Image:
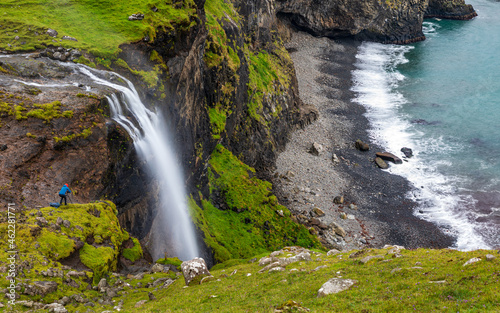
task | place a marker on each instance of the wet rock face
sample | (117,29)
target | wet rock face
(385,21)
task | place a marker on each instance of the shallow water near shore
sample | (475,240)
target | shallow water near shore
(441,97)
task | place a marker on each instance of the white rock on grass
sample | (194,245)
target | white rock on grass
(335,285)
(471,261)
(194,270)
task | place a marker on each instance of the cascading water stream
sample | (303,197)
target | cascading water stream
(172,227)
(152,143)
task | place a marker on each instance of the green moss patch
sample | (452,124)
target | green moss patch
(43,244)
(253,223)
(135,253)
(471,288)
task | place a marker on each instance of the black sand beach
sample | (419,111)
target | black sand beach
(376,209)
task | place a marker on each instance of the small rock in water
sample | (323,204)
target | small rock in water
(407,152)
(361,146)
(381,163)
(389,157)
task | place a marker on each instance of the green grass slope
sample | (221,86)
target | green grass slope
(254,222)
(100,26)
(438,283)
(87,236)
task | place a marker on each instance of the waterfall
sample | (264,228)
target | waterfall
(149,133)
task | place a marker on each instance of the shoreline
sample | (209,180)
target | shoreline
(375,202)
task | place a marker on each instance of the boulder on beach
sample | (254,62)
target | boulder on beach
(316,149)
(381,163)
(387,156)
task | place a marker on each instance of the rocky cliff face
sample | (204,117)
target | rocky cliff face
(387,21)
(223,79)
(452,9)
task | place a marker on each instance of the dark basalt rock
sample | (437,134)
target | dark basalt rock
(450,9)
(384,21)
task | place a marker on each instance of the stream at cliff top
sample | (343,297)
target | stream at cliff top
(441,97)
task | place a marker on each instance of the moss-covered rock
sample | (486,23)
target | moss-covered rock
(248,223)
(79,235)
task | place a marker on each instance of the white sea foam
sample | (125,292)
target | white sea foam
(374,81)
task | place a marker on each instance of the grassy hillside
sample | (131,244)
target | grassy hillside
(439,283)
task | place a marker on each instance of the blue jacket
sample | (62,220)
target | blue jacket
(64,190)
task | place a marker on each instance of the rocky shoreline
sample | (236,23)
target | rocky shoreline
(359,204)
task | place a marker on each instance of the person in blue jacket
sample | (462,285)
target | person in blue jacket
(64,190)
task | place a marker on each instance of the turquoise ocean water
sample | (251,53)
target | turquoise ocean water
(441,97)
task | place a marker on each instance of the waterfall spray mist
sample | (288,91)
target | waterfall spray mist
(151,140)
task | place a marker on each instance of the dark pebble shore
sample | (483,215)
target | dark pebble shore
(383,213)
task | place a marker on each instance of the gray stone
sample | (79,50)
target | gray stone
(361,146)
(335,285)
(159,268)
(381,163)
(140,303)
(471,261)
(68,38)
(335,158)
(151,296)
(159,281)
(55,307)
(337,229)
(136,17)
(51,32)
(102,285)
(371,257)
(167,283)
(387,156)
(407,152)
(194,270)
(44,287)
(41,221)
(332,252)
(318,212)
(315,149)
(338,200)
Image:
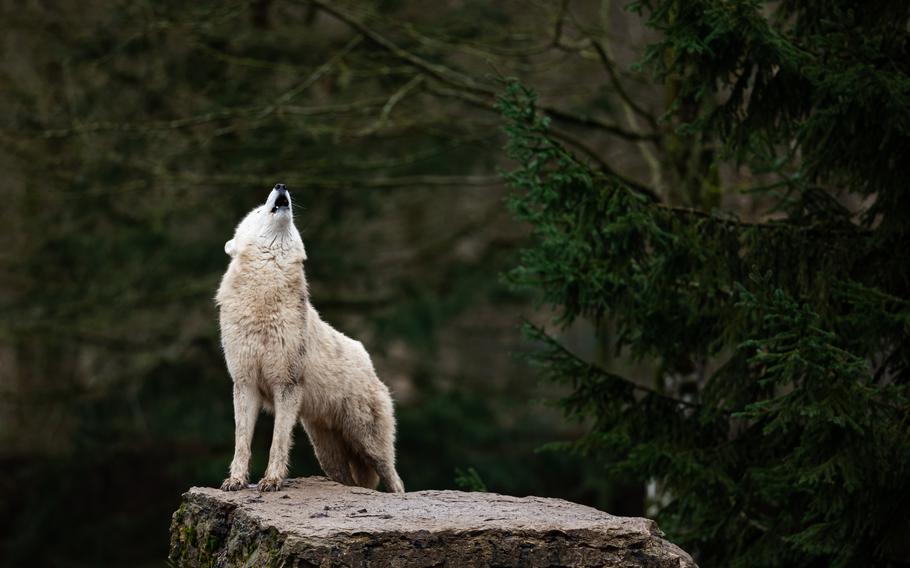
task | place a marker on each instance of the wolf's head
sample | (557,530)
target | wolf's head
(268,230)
┄┄┄┄┄┄┄┄┄┄┄┄┄┄┄┄┄┄┄┄
Quote the records word for word, starting at the line that contains "the waterfall spray mist" and continuing through the end of the records, and leave the pictures out of your answer.

task | place a marker on each instance of the waterfall spray mist
sample | (288,91)
target | waterfall spray mist
(151,140)
task | place a marker on each instance of the dark pebble shore
sample | (483,215)
target | dark pebble shore
(383,213)
task | place a marker on each instance of the gray stone
sample | (79,50)
target | gray stone
(361,146)
(335,285)
(159,268)
(381,163)
(140,303)
(471,261)
(68,38)
(335,158)
(151,296)
(159,281)
(55,307)
(337,229)
(136,17)
(51,32)
(102,285)
(371,257)
(167,283)
(387,156)
(407,152)
(194,270)
(44,287)
(41,221)
(332,252)
(318,212)
(315,149)
(338,200)
Image:
task | place a marker on each instance of the wolf's head
sample | (557,530)
target | wolf's head
(268,230)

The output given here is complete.